Your objective
The answer is a number and nothing else: the count of lines in these entries containing the word "after".

Collected data:
-------

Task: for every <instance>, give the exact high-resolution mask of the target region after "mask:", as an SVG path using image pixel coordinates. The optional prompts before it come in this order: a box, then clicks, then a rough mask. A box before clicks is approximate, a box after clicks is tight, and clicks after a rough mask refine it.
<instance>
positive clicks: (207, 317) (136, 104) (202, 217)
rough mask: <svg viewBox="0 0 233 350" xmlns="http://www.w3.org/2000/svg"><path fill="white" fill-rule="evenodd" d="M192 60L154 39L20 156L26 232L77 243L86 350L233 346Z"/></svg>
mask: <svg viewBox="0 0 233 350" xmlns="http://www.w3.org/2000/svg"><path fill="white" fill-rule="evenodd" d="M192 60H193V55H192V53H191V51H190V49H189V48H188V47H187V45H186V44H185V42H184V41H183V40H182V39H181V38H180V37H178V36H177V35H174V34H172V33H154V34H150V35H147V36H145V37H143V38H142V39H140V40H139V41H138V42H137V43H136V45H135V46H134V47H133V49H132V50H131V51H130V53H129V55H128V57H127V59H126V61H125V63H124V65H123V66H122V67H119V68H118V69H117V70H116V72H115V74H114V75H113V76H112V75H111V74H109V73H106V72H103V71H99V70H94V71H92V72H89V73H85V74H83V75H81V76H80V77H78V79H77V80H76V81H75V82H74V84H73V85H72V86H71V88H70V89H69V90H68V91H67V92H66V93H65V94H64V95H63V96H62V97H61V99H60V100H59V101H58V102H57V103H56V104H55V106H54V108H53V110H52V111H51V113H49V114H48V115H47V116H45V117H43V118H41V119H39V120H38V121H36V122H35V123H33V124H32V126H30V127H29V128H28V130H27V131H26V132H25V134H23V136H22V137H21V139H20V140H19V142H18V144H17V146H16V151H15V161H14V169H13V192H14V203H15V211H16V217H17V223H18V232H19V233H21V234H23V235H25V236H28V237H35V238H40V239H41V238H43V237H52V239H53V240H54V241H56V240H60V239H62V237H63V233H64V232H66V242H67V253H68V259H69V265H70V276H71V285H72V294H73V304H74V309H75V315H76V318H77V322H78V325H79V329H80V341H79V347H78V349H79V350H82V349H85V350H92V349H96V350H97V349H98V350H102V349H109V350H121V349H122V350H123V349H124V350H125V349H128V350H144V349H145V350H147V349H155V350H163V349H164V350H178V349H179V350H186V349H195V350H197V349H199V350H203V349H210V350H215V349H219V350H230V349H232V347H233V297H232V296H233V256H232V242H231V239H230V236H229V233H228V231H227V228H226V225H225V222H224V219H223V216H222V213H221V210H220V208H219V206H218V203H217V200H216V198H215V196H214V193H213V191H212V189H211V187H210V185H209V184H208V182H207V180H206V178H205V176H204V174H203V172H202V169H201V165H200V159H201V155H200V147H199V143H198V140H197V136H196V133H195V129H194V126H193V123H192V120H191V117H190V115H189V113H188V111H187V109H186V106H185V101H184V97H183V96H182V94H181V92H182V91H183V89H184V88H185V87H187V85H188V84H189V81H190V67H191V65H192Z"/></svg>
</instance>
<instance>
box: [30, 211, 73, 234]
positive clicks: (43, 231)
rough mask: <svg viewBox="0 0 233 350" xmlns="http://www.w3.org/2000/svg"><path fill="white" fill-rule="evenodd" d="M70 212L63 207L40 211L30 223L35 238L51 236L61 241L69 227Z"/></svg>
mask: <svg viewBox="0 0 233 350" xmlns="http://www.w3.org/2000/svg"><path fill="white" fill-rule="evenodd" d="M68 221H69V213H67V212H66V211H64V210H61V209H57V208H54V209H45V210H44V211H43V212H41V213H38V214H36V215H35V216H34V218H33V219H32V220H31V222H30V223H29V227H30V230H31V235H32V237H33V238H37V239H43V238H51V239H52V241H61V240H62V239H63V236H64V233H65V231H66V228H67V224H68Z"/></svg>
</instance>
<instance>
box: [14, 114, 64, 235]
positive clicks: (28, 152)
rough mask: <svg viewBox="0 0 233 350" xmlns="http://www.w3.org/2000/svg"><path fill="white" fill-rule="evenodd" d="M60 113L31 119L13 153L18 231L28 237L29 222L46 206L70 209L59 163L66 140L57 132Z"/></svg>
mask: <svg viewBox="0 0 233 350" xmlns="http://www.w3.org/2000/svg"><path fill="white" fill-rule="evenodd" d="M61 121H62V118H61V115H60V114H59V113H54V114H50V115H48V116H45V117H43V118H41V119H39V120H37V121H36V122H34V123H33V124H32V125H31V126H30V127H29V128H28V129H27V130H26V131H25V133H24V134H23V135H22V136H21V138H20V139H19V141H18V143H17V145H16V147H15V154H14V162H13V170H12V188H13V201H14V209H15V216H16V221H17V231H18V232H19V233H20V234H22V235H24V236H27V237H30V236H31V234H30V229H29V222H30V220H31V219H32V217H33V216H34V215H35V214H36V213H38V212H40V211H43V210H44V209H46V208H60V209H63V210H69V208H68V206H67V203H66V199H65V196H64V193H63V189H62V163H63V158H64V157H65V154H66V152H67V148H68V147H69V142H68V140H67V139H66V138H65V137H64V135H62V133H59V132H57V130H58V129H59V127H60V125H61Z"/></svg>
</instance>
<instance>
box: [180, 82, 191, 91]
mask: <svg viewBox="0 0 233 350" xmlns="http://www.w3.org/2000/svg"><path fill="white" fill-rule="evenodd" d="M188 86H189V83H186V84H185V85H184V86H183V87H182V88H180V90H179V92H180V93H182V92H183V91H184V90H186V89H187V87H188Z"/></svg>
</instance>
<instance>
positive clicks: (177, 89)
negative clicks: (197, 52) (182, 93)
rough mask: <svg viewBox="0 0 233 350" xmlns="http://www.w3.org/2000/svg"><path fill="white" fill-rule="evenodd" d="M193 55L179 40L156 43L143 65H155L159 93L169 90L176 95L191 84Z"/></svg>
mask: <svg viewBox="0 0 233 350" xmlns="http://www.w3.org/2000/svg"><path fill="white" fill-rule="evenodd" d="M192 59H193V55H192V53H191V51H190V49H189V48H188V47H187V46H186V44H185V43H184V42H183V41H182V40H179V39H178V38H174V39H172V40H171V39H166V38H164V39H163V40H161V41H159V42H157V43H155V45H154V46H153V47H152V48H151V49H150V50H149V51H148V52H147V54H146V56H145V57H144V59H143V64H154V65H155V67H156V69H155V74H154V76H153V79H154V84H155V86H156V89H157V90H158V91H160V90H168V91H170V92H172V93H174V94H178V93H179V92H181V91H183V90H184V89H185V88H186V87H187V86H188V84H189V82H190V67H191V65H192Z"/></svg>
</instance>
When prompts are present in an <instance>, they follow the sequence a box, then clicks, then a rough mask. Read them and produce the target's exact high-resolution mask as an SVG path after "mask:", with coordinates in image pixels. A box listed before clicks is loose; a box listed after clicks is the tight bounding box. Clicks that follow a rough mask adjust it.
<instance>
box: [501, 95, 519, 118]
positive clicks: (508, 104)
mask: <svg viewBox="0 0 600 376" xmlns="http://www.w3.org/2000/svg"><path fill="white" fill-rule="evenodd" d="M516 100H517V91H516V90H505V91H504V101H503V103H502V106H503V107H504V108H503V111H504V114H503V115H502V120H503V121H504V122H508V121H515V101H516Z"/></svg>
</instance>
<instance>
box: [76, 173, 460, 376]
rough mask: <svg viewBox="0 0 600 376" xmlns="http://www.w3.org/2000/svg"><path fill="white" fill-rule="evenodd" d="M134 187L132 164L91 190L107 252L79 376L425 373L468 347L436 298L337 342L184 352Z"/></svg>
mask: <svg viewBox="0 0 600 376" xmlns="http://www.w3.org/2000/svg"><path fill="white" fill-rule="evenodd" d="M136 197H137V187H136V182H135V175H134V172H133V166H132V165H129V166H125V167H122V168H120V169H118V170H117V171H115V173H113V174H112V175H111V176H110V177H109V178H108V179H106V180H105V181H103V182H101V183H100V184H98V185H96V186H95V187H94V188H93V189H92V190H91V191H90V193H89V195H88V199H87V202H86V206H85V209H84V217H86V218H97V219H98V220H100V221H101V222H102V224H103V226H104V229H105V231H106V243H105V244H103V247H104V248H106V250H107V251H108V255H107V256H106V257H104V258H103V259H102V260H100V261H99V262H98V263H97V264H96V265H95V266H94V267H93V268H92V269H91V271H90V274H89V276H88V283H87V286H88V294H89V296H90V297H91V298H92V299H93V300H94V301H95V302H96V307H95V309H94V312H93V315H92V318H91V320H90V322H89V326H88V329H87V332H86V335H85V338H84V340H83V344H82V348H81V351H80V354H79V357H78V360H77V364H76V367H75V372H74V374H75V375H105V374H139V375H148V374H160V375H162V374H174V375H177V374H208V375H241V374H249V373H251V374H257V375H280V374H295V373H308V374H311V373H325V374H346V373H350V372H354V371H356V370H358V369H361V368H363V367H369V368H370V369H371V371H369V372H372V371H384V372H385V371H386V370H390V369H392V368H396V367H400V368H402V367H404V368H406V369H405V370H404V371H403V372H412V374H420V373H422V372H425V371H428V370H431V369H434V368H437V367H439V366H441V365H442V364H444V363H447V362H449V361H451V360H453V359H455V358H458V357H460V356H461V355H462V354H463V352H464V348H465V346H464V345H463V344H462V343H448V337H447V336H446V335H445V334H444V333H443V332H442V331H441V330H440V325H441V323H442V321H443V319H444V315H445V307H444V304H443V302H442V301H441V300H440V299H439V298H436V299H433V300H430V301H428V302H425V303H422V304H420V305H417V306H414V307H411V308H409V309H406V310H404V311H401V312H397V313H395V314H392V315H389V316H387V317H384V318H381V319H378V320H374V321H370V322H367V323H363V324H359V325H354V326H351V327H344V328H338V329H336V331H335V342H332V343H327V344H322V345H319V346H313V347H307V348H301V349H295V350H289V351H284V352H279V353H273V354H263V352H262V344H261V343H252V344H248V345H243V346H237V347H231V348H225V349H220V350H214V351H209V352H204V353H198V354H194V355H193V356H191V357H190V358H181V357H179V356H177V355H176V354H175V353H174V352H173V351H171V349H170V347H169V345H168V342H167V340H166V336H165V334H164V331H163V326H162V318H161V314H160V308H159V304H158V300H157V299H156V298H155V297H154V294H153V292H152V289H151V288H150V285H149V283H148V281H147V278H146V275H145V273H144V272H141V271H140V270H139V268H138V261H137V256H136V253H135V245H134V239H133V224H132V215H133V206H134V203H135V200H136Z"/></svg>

-------

Answer space
2